SELECTED PASSAGE:
>>>>>
San Diego Union-Tribune

FDA APPROVES TWO SICKLE CELL THERAPIES, INCLUDING ONE USING GENE EDITING TOOL

- BY CAROLYN Y. JOHNSON Johnson writes for The Washington Post.

In a major advance, the Food and Drug Administra­tion on Friday approved two gene therapies that target sickle cell disease, one of which is the first commercial­ly available treatment in the United States based on gene editing technology. The historic move offers hope for a long-overlooked genetic illness that can cause excruciati­ng pain and cut decades off people’s lives. It also cracks the door open for a new era in medicine.

One of the new treatments, named Casgevy, is based on CRISPR, a geneeditin­g tool that moved lightning-fast from a scientific breakthrou­gh in 2012 to a therapy that can alleviate suffering. In the wake of the FDA approval, experts anticipate that treating sickle cell disease will be the first of many medical applicatio­ns for this technology.

The other treatment, developed by Bluebird Bio and called Lyfgenia, uses a harmless virus to insert a gene into a patient’s stem cells. The treatments are approved for patients 12 and older who experience repeated pain episodes.

“I’ve been taking care of kids with sickle cell for over 30 years, and I’ve been waiting for something like this to happen for a long, long time,” said Lewis Hsu, chief medical officer of the Sickle Cell Disease Associatio­n of America and a pediatric hematologi­st at the University of Illinois at Chicago.

In clinical trials, both therapies freed the overwhelmi­ng majority of patients from severe pain crises. Several of the patients who received Casgevy, developed by Vertex Pharmaceut­icals and CRISPR Therapeuti­cs, testified before a federal advisory committee in late October, sharing emotional stories about how the therapy opened up their lives, giving them the ability to work or attend school, be present with their families and imagine a future.

In the United States, an estimated 100,000 people, most with African ancestry, have sickle cell disease. About 20,000 of them have severe symptoms, with frequent pain episodes and the potential for organ damage, and would be good candidates for this therapy, said Peter Marks, director of the FDA’s Center for Biologics Evaluation and Research.
<<<<<
EXERCISE 1:
According to the sickle cell article, roughly how many people in the United States have sickle cell disease?
EXERCISE 2:
Reproduce the part of the sickle cell article starting with "In clinical trials, both" and going on through "Evaluation and Research.".
EXERCISE 3:
Proceed with the sickle cell article, writing on from its last sentence.
You won't need the items that follow for any of this.

DATA SUPPLIED:
>>>>>
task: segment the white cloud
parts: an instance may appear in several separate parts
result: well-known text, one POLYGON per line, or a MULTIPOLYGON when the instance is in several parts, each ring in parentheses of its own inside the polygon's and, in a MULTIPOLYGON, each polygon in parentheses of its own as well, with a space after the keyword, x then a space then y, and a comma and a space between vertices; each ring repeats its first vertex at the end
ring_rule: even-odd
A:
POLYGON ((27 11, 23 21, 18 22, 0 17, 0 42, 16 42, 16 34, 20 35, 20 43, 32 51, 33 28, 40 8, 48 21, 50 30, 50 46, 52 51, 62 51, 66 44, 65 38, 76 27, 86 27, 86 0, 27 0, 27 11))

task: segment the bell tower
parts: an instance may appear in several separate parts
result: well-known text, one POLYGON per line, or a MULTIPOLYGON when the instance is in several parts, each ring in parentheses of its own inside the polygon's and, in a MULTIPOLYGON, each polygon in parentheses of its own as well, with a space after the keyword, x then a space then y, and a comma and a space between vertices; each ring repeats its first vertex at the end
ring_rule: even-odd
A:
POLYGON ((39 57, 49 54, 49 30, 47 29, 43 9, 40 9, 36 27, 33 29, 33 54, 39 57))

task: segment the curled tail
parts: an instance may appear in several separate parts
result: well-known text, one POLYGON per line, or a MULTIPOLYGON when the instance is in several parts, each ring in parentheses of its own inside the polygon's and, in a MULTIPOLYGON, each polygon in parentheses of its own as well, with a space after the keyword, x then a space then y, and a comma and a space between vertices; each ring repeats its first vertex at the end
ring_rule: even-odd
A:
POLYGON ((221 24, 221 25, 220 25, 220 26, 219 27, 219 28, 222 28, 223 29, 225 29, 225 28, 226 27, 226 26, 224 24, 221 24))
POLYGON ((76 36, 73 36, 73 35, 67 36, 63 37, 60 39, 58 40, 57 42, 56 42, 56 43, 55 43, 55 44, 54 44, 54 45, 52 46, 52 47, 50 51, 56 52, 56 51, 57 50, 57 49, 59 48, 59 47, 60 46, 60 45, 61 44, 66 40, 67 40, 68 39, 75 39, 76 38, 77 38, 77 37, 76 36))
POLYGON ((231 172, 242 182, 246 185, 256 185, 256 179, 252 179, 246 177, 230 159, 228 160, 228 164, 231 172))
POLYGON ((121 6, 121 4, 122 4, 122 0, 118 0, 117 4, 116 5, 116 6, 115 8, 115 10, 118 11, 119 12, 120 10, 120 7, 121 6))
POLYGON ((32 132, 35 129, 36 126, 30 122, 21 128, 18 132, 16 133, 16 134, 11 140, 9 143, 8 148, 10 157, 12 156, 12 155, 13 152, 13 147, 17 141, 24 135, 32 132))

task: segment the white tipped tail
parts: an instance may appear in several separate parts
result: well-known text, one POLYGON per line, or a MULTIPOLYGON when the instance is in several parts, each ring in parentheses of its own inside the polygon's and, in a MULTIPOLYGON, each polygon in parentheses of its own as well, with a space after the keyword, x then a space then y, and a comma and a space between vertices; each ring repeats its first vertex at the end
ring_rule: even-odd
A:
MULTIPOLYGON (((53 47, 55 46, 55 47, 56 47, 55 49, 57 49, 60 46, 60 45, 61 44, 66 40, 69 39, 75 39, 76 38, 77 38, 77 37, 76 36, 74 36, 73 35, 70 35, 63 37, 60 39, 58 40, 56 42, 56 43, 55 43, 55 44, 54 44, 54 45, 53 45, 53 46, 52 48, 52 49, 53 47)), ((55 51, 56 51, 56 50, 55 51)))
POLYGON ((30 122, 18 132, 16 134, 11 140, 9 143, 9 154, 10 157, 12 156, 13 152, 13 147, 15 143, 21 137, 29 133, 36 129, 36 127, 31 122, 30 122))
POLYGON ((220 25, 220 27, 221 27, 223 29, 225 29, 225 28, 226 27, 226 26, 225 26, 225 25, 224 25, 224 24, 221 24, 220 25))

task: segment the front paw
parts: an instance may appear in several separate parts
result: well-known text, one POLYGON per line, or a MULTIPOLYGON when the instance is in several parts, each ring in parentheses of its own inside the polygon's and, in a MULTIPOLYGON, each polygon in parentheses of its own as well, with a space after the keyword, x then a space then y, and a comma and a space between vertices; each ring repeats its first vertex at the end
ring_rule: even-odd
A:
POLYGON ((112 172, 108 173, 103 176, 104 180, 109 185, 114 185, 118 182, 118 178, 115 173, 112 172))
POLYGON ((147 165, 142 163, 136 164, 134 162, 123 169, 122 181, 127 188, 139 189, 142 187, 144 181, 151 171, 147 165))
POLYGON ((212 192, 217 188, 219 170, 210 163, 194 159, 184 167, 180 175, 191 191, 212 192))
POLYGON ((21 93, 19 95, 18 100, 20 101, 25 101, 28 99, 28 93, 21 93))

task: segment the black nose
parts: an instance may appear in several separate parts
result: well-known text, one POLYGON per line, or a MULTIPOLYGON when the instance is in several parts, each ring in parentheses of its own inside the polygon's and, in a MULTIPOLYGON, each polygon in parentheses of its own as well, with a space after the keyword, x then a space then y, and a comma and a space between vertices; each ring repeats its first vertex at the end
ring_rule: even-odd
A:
<<<<<
EXPECTED ANSWER 1:
An estimated 100,000 people.

EXPECTED ANSWER 2:
In clinical trials, both therapies freed the overwhelmi­ng majority of patients from severe pain crises. Several of the patients who received Casgevy, developed by Vertex Pharmaceut­icals and CRISPR Therapeuti­cs, testified before a federal advisory committee in late October, sharing emotional stories about how the therapy opened up their lives, giving them the ability to work or attend school, be present with their families and imagine a future.

In the United States, an estimated 100,000 people, most with African ancestry, have sickle cell disease. About 20,000 of them have severe symptoms, with frequent pain episodes and the potential for organ damage, and would be good candidates for this therapy, said Peter Marks, director of the FDA’s Center for Biologics Evaluation and Research.

EXPECTED ANSWER 3:
Sickle cell disease is caused by a mutation in a gene that contains the instructio­ns for hemoglobin, an oxygen-carrying protein found inside red blood cells. The abnormal hemoglobin causes red blood cells, normally disc-shaped and pliable, to collapse into rigid, sickle-shaped crescents that clump together and die early. The disease varies in severity from person to person, but blockages caused by the clumped cells can trigger crippling pain and starve organs of oxygen.

There are several therapies for sickle cell disease but only one cure: a bone marrow transplant, typically from a matched sibling. Bone marrow cells from a healthy donor produce normal hemoglobin, allowing transplant patients to live pain-free. But the procedure comes with risks, and only about a fifth of patients are able to find a match.

Gene editing gets around the problem because it turns a person’s own cells into a treatment. Casgevy takes advantage of the fact that before birth, the body produces a form of fetal hemoglobin, and red blood cells that carry it don’t sickle. Casgevy disables a genetic switch that represses the production of fetal hemoglobin after birth, flipping production back on so the body makes red blood cells that don’t sickle.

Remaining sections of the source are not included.